*Work required*
Each line from the one containing "mind finding the chair leg" through the end of the data must be retyped exactly, and no other line.

Dataset entries
::::::

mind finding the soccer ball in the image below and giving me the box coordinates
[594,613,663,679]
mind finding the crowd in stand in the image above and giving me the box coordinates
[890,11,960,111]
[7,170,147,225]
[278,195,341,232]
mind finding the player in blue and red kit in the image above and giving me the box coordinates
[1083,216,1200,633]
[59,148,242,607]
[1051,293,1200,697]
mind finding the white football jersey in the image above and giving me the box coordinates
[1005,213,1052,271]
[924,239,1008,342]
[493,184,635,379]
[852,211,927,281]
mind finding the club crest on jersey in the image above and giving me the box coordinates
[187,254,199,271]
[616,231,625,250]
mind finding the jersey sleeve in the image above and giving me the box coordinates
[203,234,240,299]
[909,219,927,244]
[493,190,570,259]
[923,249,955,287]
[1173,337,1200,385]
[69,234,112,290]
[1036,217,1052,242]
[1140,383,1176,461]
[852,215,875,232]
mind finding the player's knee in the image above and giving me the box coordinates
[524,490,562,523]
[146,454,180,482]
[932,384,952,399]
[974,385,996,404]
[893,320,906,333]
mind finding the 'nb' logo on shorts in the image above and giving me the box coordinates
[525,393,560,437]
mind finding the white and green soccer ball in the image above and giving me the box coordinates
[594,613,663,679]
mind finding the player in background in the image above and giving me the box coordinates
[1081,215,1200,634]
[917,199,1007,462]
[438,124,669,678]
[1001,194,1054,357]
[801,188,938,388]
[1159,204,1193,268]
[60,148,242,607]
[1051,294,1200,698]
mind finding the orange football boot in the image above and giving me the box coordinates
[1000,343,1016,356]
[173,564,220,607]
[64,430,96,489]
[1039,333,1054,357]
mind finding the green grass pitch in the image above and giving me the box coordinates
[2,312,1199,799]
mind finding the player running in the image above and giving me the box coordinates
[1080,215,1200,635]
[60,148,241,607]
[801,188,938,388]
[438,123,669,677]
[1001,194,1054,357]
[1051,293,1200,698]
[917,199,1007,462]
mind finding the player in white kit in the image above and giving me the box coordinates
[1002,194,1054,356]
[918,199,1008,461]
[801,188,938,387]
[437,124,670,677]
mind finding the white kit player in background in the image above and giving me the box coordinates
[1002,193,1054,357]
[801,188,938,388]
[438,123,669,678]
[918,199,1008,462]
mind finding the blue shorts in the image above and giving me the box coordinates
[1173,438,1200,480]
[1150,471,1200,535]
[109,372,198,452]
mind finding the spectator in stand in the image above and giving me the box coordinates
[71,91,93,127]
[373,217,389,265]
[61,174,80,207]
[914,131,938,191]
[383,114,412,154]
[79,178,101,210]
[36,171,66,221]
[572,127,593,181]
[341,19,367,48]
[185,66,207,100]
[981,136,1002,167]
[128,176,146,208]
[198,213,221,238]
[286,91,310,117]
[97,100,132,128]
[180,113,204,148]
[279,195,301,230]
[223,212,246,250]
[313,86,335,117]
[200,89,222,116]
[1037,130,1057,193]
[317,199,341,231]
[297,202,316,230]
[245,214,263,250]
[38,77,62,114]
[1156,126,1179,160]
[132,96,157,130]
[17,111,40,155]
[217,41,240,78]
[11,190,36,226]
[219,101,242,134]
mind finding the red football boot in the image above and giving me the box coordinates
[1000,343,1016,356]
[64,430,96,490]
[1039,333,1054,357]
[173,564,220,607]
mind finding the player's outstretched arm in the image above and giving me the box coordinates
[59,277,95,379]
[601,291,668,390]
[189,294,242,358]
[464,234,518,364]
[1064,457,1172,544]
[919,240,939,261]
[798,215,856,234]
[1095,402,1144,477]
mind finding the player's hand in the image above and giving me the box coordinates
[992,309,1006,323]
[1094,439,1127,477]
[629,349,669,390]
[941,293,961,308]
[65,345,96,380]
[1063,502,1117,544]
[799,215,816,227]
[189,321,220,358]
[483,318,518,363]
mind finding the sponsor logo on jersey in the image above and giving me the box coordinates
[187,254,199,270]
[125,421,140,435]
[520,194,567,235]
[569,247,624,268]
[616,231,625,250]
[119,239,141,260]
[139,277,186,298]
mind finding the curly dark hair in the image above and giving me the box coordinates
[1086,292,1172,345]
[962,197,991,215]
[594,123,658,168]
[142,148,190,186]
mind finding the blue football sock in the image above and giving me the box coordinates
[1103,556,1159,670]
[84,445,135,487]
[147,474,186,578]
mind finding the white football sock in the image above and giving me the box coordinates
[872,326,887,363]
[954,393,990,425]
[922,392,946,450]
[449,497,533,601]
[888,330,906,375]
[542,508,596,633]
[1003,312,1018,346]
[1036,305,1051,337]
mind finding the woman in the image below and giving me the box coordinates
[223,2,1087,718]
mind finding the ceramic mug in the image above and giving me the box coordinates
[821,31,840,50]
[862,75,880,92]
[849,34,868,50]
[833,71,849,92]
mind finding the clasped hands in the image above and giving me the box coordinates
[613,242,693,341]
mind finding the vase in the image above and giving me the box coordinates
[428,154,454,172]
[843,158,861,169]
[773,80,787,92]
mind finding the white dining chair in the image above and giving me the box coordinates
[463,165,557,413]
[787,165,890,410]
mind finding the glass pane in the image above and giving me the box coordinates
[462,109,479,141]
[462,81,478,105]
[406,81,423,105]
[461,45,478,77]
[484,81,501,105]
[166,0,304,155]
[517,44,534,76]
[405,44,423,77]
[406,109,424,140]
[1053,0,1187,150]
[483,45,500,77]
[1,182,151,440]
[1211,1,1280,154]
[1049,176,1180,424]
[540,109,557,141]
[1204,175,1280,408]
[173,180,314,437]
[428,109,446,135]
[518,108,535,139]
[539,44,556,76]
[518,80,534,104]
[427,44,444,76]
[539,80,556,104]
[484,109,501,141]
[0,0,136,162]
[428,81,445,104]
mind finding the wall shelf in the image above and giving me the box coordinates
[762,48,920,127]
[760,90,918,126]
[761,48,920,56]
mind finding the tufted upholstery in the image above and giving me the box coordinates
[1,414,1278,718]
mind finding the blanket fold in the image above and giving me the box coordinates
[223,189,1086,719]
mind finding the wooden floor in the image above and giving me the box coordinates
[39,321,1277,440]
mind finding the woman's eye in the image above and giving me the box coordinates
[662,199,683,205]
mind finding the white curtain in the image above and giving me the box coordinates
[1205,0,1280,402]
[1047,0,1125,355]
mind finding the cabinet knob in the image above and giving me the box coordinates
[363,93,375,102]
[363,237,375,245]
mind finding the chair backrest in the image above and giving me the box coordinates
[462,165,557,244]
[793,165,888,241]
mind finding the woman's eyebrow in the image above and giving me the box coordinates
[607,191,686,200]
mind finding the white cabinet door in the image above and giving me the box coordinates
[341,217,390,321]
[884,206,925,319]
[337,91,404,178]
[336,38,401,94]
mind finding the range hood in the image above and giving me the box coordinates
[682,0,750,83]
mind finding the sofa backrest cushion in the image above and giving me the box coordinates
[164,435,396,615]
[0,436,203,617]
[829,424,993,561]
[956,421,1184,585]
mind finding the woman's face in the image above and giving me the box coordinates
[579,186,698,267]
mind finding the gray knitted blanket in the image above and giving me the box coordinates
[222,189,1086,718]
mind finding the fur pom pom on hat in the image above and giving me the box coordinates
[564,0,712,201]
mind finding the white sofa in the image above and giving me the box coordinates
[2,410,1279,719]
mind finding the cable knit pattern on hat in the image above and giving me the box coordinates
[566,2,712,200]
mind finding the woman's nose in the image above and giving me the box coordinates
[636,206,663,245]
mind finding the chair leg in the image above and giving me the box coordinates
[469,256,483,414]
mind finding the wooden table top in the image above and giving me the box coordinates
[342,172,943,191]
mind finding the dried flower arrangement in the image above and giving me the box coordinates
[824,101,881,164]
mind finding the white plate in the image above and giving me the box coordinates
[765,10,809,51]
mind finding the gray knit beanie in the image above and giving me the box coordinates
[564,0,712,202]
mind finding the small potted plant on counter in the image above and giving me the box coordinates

::::::

*Result of this exercise*
mind finding the chair leg in the image above and giving me the box coordinates
[469,256,483,414]
mind finding the wooden table top in the image above and giving me the box coordinates
[342,172,943,191]
mind finding the dried flower arrangement in the image above and giving me the box coordinates
[824,101,881,164]
mind finding the white plate in the image above and giving me the box coordinates
[765,10,809,51]
mind finding the gray knit beanie in the image above and giving me the box coordinates
[564,0,712,202]
mind finding the small potted plant on counter in the image above and giving me the box coordinates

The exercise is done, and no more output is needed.